Assignment:
Retype all of the lines below with no changes.

——

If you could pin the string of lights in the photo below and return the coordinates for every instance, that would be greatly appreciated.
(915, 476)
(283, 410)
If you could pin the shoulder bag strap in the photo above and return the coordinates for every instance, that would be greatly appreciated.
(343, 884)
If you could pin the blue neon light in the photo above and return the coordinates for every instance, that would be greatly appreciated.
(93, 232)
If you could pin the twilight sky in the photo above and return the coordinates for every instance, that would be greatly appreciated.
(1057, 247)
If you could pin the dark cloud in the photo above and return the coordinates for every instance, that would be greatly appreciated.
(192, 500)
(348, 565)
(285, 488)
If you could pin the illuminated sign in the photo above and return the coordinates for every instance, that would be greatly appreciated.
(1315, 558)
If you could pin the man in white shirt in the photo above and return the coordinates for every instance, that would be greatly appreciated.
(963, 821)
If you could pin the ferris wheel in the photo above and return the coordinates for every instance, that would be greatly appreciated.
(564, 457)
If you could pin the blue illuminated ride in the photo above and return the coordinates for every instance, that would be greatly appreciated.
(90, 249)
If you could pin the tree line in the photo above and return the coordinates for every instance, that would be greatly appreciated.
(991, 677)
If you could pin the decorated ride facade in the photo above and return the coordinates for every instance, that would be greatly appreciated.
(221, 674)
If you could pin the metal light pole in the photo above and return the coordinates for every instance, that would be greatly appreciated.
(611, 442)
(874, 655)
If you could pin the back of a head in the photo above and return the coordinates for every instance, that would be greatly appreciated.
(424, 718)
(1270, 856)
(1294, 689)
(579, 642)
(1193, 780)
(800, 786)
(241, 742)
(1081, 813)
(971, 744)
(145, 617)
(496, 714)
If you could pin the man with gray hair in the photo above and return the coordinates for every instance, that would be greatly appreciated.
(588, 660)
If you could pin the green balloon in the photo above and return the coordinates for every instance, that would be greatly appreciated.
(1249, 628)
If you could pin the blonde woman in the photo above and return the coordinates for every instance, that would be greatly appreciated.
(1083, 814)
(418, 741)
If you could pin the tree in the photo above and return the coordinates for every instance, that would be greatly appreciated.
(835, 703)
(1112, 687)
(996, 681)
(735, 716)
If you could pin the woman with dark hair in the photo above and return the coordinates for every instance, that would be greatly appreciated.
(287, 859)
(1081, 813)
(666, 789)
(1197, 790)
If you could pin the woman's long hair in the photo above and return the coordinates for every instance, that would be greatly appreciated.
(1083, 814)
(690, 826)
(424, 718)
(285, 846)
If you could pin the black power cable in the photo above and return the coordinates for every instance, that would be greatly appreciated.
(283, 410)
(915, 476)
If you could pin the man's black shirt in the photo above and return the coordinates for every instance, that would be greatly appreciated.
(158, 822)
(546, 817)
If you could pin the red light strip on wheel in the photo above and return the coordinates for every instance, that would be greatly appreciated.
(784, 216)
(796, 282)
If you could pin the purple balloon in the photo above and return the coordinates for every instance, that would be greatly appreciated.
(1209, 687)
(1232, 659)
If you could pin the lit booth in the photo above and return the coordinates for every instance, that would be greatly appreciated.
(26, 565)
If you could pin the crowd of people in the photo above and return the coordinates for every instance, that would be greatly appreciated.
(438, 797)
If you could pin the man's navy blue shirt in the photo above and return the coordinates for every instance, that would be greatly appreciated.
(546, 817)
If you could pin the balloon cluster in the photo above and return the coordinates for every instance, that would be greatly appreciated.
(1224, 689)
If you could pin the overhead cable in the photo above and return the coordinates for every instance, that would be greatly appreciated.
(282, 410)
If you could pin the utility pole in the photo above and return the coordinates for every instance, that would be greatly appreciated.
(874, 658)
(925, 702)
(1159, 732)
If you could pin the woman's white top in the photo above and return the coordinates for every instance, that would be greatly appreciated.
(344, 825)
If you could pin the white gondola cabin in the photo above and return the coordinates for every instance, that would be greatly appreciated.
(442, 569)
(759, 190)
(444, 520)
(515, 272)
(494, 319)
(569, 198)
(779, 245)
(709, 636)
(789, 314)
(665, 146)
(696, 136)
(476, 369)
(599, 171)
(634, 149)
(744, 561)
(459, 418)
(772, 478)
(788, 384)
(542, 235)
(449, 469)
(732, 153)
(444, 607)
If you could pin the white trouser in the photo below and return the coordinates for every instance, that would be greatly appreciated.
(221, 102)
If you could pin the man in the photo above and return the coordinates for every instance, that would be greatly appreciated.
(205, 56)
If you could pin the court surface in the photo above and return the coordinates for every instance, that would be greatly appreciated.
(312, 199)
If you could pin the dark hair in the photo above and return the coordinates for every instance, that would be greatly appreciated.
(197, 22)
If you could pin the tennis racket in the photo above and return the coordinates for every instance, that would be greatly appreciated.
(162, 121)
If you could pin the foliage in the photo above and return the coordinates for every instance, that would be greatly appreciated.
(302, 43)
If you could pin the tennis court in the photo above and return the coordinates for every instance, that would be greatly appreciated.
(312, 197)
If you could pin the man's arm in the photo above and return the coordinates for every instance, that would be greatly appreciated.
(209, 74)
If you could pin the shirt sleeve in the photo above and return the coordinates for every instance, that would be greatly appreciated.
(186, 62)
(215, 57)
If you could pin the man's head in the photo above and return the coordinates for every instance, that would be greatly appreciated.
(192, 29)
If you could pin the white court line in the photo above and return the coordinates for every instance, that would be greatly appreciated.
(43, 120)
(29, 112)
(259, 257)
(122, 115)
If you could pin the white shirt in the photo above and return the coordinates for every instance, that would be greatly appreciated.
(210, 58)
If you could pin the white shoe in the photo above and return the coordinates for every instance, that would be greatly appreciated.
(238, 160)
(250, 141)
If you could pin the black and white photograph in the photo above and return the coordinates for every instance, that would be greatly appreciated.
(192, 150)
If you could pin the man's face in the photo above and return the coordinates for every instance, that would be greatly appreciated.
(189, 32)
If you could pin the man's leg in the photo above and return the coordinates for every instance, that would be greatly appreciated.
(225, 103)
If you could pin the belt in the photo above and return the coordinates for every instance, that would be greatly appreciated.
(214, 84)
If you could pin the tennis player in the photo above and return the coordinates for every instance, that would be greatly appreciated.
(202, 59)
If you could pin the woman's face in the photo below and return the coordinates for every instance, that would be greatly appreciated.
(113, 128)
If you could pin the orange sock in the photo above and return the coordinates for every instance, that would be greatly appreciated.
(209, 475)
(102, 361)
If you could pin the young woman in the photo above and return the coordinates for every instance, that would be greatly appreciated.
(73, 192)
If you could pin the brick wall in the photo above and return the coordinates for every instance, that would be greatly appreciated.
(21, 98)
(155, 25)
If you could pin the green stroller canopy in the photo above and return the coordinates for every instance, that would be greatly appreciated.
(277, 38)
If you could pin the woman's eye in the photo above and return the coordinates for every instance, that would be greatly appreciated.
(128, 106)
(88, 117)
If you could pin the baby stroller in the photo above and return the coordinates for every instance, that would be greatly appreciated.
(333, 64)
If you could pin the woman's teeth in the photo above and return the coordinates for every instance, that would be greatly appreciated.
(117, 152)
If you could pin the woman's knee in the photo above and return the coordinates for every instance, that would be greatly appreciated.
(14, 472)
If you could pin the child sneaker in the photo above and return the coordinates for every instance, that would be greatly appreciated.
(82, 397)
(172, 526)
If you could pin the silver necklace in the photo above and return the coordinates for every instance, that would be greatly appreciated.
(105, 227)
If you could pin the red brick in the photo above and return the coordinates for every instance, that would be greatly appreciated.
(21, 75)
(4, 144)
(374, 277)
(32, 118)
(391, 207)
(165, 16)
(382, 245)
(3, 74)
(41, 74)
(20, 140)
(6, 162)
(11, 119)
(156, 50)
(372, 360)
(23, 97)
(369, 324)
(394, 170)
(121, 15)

——

Exercise response:
If you could pin the string of lights in the photo below and return the coordinates for every instance, that would be greatly appreciated.
(915, 476)
(283, 410)
If you could pin the shoulder bag strap in the photo above and return the coordinates for every instance, that would be greatly appreciated.
(343, 884)
If you could pin the blue neon light in the photo above and return the coordinates for every instance, that would be greatly appreciated.
(93, 232)
If you could pin the twilight sky in the photo above and return the coordinates for every instance, that would be greatly appreciated.
(1057, 247)
If you could pin the dark cloud in the photo above and return the coordinates for every instance, that would be greatly appreciated.
(192, 500)
(348, 565)
(285, 488)
If you could pin the illuminated sign in the photo above and return the coordinates for every instance, that would be greatly appreciated.
(1315, 558)
If you could pin the man in white shirt in the photo above and return the coordinates for every instance, that would be greatly appreciated.
(963, 821)
If you could pin the ferris wheel in the photo above and return the coordinates for every instance, that would be greatly appreciated.
(564, 457)
If you could pin the blue illuminated ride in the photo above and return the coordinates for every instance, that would be greatly appreciated.
(90, 249)
If you could pin the tree line in the photo above and return the coordinates for every instance, that would be greatly appreciated.
(991, 677)
If you could pin the decorated ride facade in the photo above and return the coordinates for every instance, that would be greatly appreciated.
(221, 674)
If you could pin the metal light pole in the photo above and return the coordinates for every instance, that would be greatly appreciated.
(611, 442)
(874, 655)
If you could pin the back of a head in the photo above and return the coordinates for every instance, that would be greatly appreciated.
(424, 718)
(1270, 856)
(1294, 689)
(579, 642)
(1193, 780)
(800, 786)
(241, 742)
(1081, 813)
(971, 744)
(145, 617)
(496, 714)
If you could pin the man with gray hair in the photo above and return the coordinates for every instance, that would be greatly appreciated.
(588, 660)
If you could pin the green balloon in the photo above and return the coordinates for every instance, that would be greatly appreciated.
(1249, 628)
If you could pin the blonde woman in the photo above and return the coordinates for every instance, that would be greatly appreciated.
(1083, 814)
(418, 741)
If you could pin the tree in the photo above and return the coordinates for every instance, that would be greatly appreciated.
(835, 703)
(1112, 687)
(996, 681)
(735, 716)
If you could pin the woman with dark hair in the photo above and return the coordinates for every instance, that would be greatly appreciated.
(287, 859)
(1081, 813)
(666, 789)
(1197, 790)
If you could pin the woman's long hair in the photo above and return the coordinates for every instance, that would be greatly appreciated.
(1083, 814)
(690, 826)
(424, 718)
(285, 846)
If you could pin the black power cable in the photo above and return the coordinates for every instance, that would be greatly appreciated.
(283, 410)
(915, 476)
If you could pin the man's black shirt in the photo above and return the coordinates for every instance, that would be greatly appreciated.
(158, 822)
(546, 817)
If you could pin the red light strip on wheel in the photo above and return the coordinates for every instance, that would be greatly appreciated.
(784, 216)
(796, 282)
If you could pin the purple balloon in the photo above and return the coordinates for every instance, that would be greatly appreciated.
(1209, 687)
(1232, 659)
If you could pin the lit booth in the photo above and return the coordinates for every instance, that would be greatly appreciated.
(26, 565)
If you could pin the crowd of people in the photo above and return the coordinates for every instance, that would be greatly appreciated.
(438, 797)
If you could pin the man's navy blue shirt in the photo above and return the coordinates for every instance, that would be greatly appreciated.
(546, 817)
If you could pin the balloon cluster in the photo above and return the coordinates for every instance, that would be greatly appreciated.
(1224, 689)
If you could pin the overhead cable in the photo above and return the coordinates for every instance, that would be greatly appreciated.
(282, 410)
If you could pin the utility pole in the photo above and return the coordinates for every instance, that would be greatly appreciated.
(874, 658)
(925, 702)
(1159, 732)
If you could pin the woman's white top in the photo above and return the coordinates for every instance, that would be greatly appreciated.
(344, 825)
If you could pin the white gondola cabin in the photo above and return the coordinates for every instance, that would be greatly appreciated.
(442, 569)
(759, 190)
(444, 520)
(515, 272)
(494, 319)
(569, 198)
(779, 245)
(709, 636)
(789, 314)
(665, 146)
(696, 136)
(476, 369)
(599, 171)
(634, 149)
(744, 561)
(459, 418)
(772, 478)
(788, 384)
(542, 235)
(449, 469)
(732, 153)
(444, 607)
If you could pin the white trouser in the photo below and return the coordinates for every instance, that would be greatly appreciated.
(221, 102)
If you could pin the man in the photo above and return the coordinates for every instance, that would be greatly appreciated.
(205, 56)
If you could pin the court surface in the photo above and return the coordinates for every instance, that would be greatly appreciated.
(312, 199)
If you could pin the dark hair in the photo above and return the coordinates for every instance, that would be greatly appreciated.
(197, 22)
If you could pin the tennis racket in the photo above and return the coordinates for every instance, that would be greatly appreciated.
(162, 121)
If you could pin the foliage in the photo above and return the coordinates for every instance, that would be greatly appreciated.
(302, 43)
If you could pin the tennis court in the photo above and return the coordinates for every instance, that would be greatly appreciated.
(312, 197)
If you could pin the man's arm in the photo above and return the coordinates for every instance, that would be greatly appreciated.
(209, 74)
If you could pin the shirt sleeve in the photo above and return the coordinates for every instance, that would be greatly appreciated.
(186, 62)
(215, 57)
If you could pin the man's head in the photo above and return the coordinates for every instance, that would be greatly appreciated.
(192, 29)
If you could pin the white court line in the photo above and return the coordinates for every instance, that would be greatly appreciated.
(43, 120)
(29, 112)
(259, 257)
(122, 115)
If you could pin the white shirt in the photo above and return the coordinates for every instance, that would be greatly appreciated.
(210, 58)
If you could pin the white shoe in the photo above and return the coordinates for every instance, that would be greatly appreciated.
(238, 160)
(250, 141)
If you could pin the black and white photograph in the photo above and return the coordinates for every instance, that would be greatly appreciated.
(192, 150)
If you could pin the man's face in the photo above and return the coordinates for every instance, that would be greatly appreciated.
(189, 32)
If you could pin the man's leg in the photo above and return the coordinates for every instance, that would be greatly appreciated.
(225, 103)
If you could pin the belt in the photo above and return the coordinates for every instance, that would be greatly appreciated.
(214, 84)
If you could pin the tennis player in the photo above and return the coordinates for every instance, that would be greatly appreciated.
(202, 59)
If you could pin the woman's face in the photo below and return the coordinates for every instance, that would be greatly appreciated.
(113, 128)
If you could pin the orange sock in the photo above and return the coordinates for every instance, that would be greatly appreciated.
(209, 475)
(102, 361)
If you could pin the young woman in the photo above and return the coordinates for every instance, that would be greatly appreciated.
(73, 192)
If you could pin the brick wall in the photo above and return the coordinates for every instance, that would be greatly appreciated.
(21, 98)
(155, 25)
If you could pin the green stroller canopy in the photo above and return the coordinates for every instance, that would be greatly appreciated.
(277, 38)
If you could pin the woman's eye in the photo above and return the coordinates for every instance, that would be greatly appreciated.
(128, 106)
(88, 117)
If you could pin the baby stroller in the photo above and return the coordinates for every instance, that would be greatly appreciated.
(333, 64)
If you could pin the woman's teeth in the photo above and return the coordinates for every instance, that would be greatly appreciated.
(117, 152)
If you could pin the woman's knee in the photo above and return the coordinates for every instance, that would be greatly appreciated.
(14, 472)
If you could pin the child sneaker in the photo above and return the coordinates for every instance, that would be greatly appreciated.
(82, 397)
(172, 526)
If you could pin the silver necklace in the photo above and return the coordinates for every instance, that would be greatly appreciated.
(105, 227)
If you could pin the red brick in the photo above and return the coordinates for every instance, that would be greatly appreciated.
(21, 75)
(4, 144)
(374, 277)
(32, 118)
(391, 207)
(165, 16)
(382, 245)
(3, 74)
(41, 74)
(20, 140)
(6, 162)
(11, 119)
(156, 50)
(372, 360)
(23, 97)
(369, 324)
(394, 170)
(121, 15)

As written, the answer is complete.